→ **TASKS TO PERFORM**
(1) From the passage on data skills in legal work, list the traditions across which fact-finding and fact-collection skills are said to be taught.
(2) Give what follows in the passage on data skills in legal work, continuing after its final sentence.

Particularly because we tend to function in environments that produce low-fidelity data, understanding the means and mechanics of data collection is a critical prerequisite to defensible analysis and interpretation. Too many teams working with data in law firms and law departments function as database (or spreadsheet) administrators, overwhelmed with the mechanics of data collection and cleaning without a serious attempt to engage with the content of the data sets — i.e. what the data says and what it all might mean.


The Root Cause Diagnostic: New & Different Methods Require More & Different Skills (but Not in One New Super-Lawyer)

Out in the real world, using data to actually solve real problems is much 😓 harder and more 😩 effortful than a day of GMAT prep, and the requisite skills are both valuable and rare. The ability to identify the needed inputs and assess the best method of obtaining them are skills we don’t associate directly with data analysis. These upstream competencies in fact-finding and fact collection are skills taught in research, investigation and intelligence work — across academic, enforcement, military and corporate traditions.

In practice, work to assess and achieve data sufficiency tends to look both non-linear and messy, because it is. In addition to a firm grasp on the mechanics of research design, the team must bring to bear some depth of domain knowledge (content understanding of the specific facts and data points relevant to the problem at hand) and environmental familiarity (the ability to navigate the available universe of sources and to assess each information source for reliability). Lastly, this type of work benefits from a few specific attributes: intellectual curiosity, resourcefulness, and tenacity.

Often, generating original and useful insights requires multiple cycles of hypothetical reasoning followed by factual investigation. Formulating smart and specific questions to explore requires creative and open-ended thinking rooted in meaningful understanding of the problem, and actually going out to verify what is happening out in the real world requires a willingness to engage in legwork.

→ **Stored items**
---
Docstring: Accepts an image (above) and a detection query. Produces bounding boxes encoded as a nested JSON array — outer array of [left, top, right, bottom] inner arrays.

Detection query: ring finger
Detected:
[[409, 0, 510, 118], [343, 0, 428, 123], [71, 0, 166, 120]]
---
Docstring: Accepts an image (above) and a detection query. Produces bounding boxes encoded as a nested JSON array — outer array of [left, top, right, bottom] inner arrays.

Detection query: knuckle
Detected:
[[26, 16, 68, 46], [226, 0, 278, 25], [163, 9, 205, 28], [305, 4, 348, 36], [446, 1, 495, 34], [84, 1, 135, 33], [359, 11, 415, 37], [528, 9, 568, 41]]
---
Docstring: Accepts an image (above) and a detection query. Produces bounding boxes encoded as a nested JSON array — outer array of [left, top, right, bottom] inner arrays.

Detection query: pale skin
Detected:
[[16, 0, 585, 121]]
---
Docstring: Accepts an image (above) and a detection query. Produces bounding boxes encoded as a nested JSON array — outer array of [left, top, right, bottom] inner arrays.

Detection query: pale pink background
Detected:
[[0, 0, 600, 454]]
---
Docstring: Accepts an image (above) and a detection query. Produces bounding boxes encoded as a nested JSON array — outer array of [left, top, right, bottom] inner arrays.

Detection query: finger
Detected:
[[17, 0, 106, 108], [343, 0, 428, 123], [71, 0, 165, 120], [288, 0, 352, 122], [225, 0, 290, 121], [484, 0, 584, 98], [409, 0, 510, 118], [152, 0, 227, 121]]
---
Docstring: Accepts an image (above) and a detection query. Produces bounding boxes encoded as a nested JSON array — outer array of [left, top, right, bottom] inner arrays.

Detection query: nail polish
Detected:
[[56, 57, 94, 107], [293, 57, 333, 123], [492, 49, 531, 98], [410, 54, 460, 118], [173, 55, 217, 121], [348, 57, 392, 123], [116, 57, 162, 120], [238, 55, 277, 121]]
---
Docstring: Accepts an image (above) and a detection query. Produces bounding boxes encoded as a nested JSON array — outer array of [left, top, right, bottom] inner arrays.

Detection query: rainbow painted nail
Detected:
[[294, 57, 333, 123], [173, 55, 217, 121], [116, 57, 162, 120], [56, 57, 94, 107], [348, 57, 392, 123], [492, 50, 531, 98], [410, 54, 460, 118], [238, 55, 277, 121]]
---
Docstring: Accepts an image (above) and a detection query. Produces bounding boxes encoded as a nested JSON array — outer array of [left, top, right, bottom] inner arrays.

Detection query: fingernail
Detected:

→ **EXPECTED RESULTS**
(1) academic, enforcement, military, corporate

(2)
All this is a tall order. In 2011, McKinsey predicted that “by 2018, the U.S. alone could face a shortage of 140,000 to 190,000 people with deep analytical skills as well as 1.5 million managers and analysts with the know-how to use the analysis of big data to make effective decisions.”  See “Big Data: The Next Frontier for Innovation, Competition, and Productivity,” McKinsey Global Institute, June 2011.  Fast forward to this year: big data and analytics has topped the skill shortage list for the 4th year running in the annual Harvey Nash/KPMG CIO Survey, and two-thirds of IT leaders say this shortage is “preventing them from keeping up with the pace of change.” See “Big Data Skills Shortages – and How to Work Around Them,” Computer Weekly, June 2018.

A 2017 analysis by PwC echoed McKinsey’s 2011 prediction, noting that the overall talent need will be “mostly for business people with analytics skills, not just analysts.” See “What’s Next for the Data Science and Analytics Job Market?,” PwC Research and Insights, January 2017.

The grid above sets forth their recommended skill inventory mapped to jobs across two categories: analytics-enabled business roles and more technical data science roles. This is an instructive model for legal practitioners and legal educators alike: increasingly, there is a need to rethink the boundaries of the legal practitioner role, either as “data-driven (legal) decision makers” or “data-enabled (legal) analysts.”

I particularly favor this PwC model because it sidesteps a couple of familiar traps. Once in a while, Law Twitter revives the debate over whether lawyers should learn to code (strong opinions abound). I’ve never been fond of how this question is framed. Firstly, I’m not sure it’s helpful to debate whether all lawyers should learn to code. Secondly, I think the question lacks nuance and specificity about what level of conceptual literacy or practical prowess “learning to code” would or should comprise. (As for my two cents on the “learn to code” debate, I agree 🙌 with Jason Barnwell’s hilarious tweet below.)

What the PwC skill grid accomplishes in one visual is to remind us that the full complement of analytics skills modern organizations need must be spread across several jobs. Analytics is a team sport. What’s more, the PwC grid also communicates very effectively that each distinct role demands a differing mix of skills.

Click to enlarge / Don’t try this at home alone 😱

Modern law, too, is increasingly a team sport. Legal teams are particularly challenged to field a high-performing team that brings together the full complement of necessary skills, for several reasons. In the current state, the vertical not only has a skills shortage but no real pipeline strategy to attract high-caliber analytics talent. See Post 066 (talent shortage as structural barrier to innovation).  That talent shortage is exacerbated by the extreme fragmentation in the industry. See Post 051 (key graphic). Indeed, as a mental exercise, I’d be willing to lay 10-to-1 odds that there simply aren’t 200 qualified candidates to lead serious data analytics initiatives at each of the Am Law 200 firms.

The industry relies on pockets of brilliance for thought leadership (Dan Katz of Chicago-Kent & LexPredict and Evan Parker of LawyerMetrix come to mind). However, advancing analytics-enabled thinking at scale will require a much larger talent pool and/or a more creative market-making solution to help scale the limited supply of talent to a broader swath of demand.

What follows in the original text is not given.